Text block »
** BEGIN **

However, the hopelessness of such an enterprise is opposed to the fact that people write about architecture all the time. It happens in spite of the awareness that a text can never do justice to the subject of its interest. Yes, an experienced writer even experiences the unpleasant revelation that the more extensive the language processing gets, the more independent the text becomes and it possesses more of its own dynamics, so that the subject becomes more and more distant from the description and thus, even for the recipient, more and more unfathomable.

 

So, architecture is one thing, and writing about it quite another. What can be interesting is only the degree, the intensity of the possibility for one medium to create a relationship with another, the extent to which it manages to achieve an understandable utterance. And finally, there is the question of what kind of utterance is possible after all.

 

There is a statement by Adolf Loos that architecture is perfect only if it is possible to describe a building on the telephone (in other words, without drawing). This would mean that the problem is not just bringing language closer to architecture, but also bringing architecture closer to language. Perfection here has the meaning of translatability or, better put, communicating in another medium.

 

This demand also contains a desire that a statement should have an obligatory character, that the relationship between form and meaning is stable in order to make possible communication by other means, in other words, language. The fact, that in architecture today, less than ever before, such a situation has been achieved, determines the real subject matter of the question posed. Nevertheless, I would immediately add, I prefer this dilemma of ours to social relations which enable or extort such a language consensus.

 

(More than 25 years have passed since I made the above statements, and I have had to write about architecture until the present time with these presentiments.)

 

Description

Numerous questions are hidden in this intro­duction which I have never posed and which I probably could not answer. First, I will try to set out one, probably very old, claim – a perfect object is an undescribed object. Each description takes something away from its object, in other words, it reaches it merely as a fragment. And paradoxically, vice versa: description covers an object partly or, finally, even entirely. Total description (if it exists at all) causes the disappearance of its object. Consequently, description does not only take something away from the object, but also adds something to it. Perception and the process of description create a new object, namely, a described object in which the initial, real object hides or is dissolved.

** END **

Data »
** BEGIN **

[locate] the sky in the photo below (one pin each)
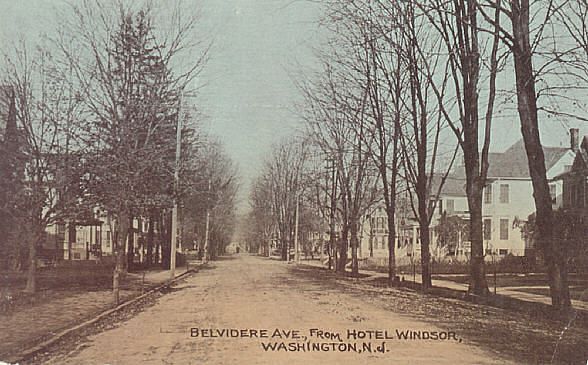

** END **

Requirement » Could you carry the passage on writing about architecture further, picking up after its last sentence about the described object, rather than the data?

Final answer »
Doubts

Description is not the real function of language. Languages develop in communication with so-called reality. Names for things were necessary to make it possible to talk about them. The preconditions of each and every communication were knowing the same things, as well as having the same experiences of them, and an equal level of competence. It was not necessary to describe elementary sensory experiences, like light and darkness, warmth and coldness, moisture and dryness, hunger and thirst or colours. Talking about these was established only at another level: in differentiation as a consequence of comparison, deviation, etc. ‘Describe the aroma of coffee.’ – This demand perhaps presents a trap. Anybody who has drunk coffee knows its aroma. Talking about it occurs only among coffee experts, among tradesmen and specialists for roasting coffee. Language is activated only when differentiating, when establishing differences, quality, prices; or when different forms of processing and preparation are concerned. Coffee culture develops its own language which does not require describing the aroma as such.

 

Otto Antonia Graf categorized me as one of the Viennese ‘diapositivists’. I assume that photography says more about itself than about the represented object. Nevertheless, it manages in a matter of a second to communicate far more and differently than is possible by means of language. Language is a slow medium and very time consuming. A particular quality of communicating occurs when a person who talks about some object (or buil­ding) additionally uses photographs he or she took, photographed with an already defined intention. A ‘diapositivist’ produces an already focused, prepared reality, or even better, a selective perception of reality which he complements with a comment in the medium of language. We could also talk of special information, or communicational strategy; according to Wittgenstein, this would be a combination of showing and talking, visual reality and comment.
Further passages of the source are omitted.